**Challenge:** Return the lines from the one with "Target: running board" to the one with "xmin=46 ymin=93 xmax=53 ymax=101", both included, without changing anything.

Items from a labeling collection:
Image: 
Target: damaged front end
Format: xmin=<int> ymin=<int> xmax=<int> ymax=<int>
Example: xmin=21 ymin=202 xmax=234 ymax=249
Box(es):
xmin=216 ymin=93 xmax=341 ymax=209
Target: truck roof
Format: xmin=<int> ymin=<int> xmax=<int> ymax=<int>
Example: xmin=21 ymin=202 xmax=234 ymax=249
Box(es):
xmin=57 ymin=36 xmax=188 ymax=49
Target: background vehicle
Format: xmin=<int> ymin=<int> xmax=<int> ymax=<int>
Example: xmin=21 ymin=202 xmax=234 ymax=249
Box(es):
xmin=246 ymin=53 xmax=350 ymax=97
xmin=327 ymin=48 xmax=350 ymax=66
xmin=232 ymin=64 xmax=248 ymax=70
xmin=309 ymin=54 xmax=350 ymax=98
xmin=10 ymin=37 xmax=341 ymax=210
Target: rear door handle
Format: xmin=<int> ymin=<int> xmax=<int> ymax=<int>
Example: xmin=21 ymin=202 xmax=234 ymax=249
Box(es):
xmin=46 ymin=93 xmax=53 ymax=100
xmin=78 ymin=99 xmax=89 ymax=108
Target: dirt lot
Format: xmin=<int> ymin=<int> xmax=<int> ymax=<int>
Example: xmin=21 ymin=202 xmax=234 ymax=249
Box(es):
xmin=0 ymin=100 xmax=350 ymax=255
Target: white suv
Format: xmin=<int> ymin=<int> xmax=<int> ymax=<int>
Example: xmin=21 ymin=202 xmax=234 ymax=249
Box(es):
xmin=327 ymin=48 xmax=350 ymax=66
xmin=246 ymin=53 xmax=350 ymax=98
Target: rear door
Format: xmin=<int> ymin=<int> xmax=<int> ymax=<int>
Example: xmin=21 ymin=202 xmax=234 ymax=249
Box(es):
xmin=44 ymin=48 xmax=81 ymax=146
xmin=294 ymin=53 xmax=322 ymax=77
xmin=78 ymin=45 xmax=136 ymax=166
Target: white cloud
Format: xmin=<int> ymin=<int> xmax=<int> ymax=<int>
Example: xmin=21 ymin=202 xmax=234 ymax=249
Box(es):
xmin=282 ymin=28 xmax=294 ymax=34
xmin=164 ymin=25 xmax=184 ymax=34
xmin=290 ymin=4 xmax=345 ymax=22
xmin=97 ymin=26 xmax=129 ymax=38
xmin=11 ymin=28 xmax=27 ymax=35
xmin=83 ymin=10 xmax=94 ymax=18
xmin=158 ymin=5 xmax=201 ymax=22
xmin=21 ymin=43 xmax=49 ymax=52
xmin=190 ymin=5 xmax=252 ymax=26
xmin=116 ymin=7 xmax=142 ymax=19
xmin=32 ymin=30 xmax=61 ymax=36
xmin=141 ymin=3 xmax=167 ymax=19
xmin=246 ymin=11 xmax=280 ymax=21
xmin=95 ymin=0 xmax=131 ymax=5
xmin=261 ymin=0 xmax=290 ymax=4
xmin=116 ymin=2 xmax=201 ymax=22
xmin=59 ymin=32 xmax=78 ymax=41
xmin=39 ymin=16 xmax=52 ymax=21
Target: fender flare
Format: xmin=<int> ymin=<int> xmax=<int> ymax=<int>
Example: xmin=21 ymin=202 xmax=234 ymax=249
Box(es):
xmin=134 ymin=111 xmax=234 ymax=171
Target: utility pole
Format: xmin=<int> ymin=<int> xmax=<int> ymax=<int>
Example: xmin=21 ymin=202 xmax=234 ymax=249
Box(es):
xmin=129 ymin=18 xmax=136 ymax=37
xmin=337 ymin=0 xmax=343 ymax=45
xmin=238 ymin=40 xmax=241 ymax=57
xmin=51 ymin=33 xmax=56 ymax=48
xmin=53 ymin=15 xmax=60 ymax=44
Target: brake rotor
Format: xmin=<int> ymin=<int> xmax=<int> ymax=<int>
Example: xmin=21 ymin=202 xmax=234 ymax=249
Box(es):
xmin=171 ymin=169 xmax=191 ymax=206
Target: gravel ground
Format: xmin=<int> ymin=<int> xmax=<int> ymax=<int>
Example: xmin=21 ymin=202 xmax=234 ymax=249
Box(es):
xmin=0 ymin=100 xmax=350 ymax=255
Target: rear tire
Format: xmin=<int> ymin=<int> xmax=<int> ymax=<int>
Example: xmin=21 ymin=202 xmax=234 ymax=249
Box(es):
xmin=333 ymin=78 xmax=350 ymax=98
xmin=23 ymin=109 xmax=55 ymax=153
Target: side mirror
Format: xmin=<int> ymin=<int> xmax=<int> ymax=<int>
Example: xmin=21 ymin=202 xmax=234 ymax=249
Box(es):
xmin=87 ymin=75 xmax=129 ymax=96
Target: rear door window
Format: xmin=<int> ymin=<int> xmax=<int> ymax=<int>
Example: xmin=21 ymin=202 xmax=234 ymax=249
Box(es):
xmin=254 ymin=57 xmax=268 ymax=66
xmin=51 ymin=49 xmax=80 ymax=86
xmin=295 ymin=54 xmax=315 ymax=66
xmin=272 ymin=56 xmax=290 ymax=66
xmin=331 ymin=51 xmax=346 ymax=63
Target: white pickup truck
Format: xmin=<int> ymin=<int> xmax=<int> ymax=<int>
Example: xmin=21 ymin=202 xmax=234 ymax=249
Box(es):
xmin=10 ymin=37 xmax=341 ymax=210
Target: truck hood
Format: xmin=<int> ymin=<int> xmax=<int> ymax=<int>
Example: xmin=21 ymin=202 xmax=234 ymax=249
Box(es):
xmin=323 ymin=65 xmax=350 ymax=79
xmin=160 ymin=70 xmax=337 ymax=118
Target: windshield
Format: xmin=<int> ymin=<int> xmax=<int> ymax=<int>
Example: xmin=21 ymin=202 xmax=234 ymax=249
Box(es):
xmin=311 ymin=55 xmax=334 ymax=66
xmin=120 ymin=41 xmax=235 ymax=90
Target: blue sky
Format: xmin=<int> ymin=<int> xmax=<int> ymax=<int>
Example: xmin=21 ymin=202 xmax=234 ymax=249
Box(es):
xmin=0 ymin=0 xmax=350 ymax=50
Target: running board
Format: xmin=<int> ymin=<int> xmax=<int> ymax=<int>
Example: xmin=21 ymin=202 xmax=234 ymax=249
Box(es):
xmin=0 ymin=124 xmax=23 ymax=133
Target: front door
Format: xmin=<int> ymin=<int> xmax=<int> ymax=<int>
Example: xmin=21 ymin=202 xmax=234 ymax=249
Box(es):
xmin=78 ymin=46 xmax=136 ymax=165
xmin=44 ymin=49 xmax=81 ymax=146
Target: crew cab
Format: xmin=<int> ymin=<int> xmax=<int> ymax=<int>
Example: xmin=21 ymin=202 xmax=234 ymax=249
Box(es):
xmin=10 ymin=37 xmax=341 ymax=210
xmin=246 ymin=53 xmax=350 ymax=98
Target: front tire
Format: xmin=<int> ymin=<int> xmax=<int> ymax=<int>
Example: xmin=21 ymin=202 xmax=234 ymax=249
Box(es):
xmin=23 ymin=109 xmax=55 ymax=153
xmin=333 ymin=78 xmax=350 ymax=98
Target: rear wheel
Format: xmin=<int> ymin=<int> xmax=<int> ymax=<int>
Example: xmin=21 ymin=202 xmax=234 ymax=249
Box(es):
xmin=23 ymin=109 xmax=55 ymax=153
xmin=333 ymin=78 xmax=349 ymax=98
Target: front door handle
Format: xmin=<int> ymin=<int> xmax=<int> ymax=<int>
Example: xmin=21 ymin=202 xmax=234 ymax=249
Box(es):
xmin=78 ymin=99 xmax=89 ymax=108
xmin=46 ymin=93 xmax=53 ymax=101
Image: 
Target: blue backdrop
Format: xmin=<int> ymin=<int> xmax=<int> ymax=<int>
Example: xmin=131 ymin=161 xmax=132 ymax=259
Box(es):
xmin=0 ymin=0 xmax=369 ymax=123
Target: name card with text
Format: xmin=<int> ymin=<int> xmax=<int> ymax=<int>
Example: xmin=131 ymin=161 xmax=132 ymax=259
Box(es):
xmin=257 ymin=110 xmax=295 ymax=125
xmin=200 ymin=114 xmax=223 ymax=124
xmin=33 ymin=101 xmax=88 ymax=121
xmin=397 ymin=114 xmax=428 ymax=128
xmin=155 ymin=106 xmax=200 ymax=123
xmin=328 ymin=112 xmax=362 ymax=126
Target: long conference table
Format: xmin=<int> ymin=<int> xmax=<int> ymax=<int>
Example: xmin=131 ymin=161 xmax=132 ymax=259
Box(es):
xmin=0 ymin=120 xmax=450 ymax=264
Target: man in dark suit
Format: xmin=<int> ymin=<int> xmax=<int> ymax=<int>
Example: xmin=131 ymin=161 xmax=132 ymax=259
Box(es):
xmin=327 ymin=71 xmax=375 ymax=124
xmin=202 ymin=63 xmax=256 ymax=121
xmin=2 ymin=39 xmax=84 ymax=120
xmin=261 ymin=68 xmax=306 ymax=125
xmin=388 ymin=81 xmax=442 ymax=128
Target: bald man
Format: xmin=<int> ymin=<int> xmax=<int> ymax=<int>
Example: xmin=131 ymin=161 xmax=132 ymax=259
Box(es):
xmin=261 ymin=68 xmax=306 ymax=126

**Solved exercise:**
Target: running board
Format: xmin=<int> ymin=<int> xmax=<int> ymax=<int>
Example: xmin=21 ymin=202 xmax=234 ymax=249
Box(es):
xmin=0 ymin=124 xmax=23 ymax=133
Target: front door
Format: xmin=<int> ymin=<int> xmax=<int> ymax=<int>
Example: xmin=21 ymin=202 xmax=234 ymax=249
Box(es):
xmin=78 ymin=46 xmax=136 ymax=165
xmin=44 ymin=49 xmax=81 ymax=146
Target: crew cab
Format: xmin=<int> ymin=<int> xmax=<int> ymax=<int>
Example: xmin=21 ymin=202 xmax=234 ymax=249
Box(es):
xmin=10 ymin=37 xmax=341 ymax=210
xmin=246 ymin=53 xmax=350 ymax=98
Target: front tire
Format: xmin=<int> ymin=<int> xmax=<int> ymax=<int>
Example: xmin=21 ymin=202 xmax=234 ymax=249
Box(es):
xmin=23 ymin=109 xmax=55 ymax=153
xmin=333 ymin=78 xmax=350 ymax=98
Target: rear wheel
Format: xmin=<int> ymin=<int> xmax=<int> ymax=<int>
Example: xmin=21 ymin=202 xmax=234 ymax=249
Box(es):
xmin=23 ymin=109 xmax=55 ymax=153
xmin=333 ymin=78 xmax=349 ymax=98
Target: front door handle
Format: xmin=<int> ymin=<int> xmax=<int> ymax=<int>
Example: xmin=21 ymin=202 xmax=234 ymax=249
Box(es):
xmin=78 ymin=99 xmax=89 ymax=108
xmin=46 ymin=93 xmax=53 ymax=101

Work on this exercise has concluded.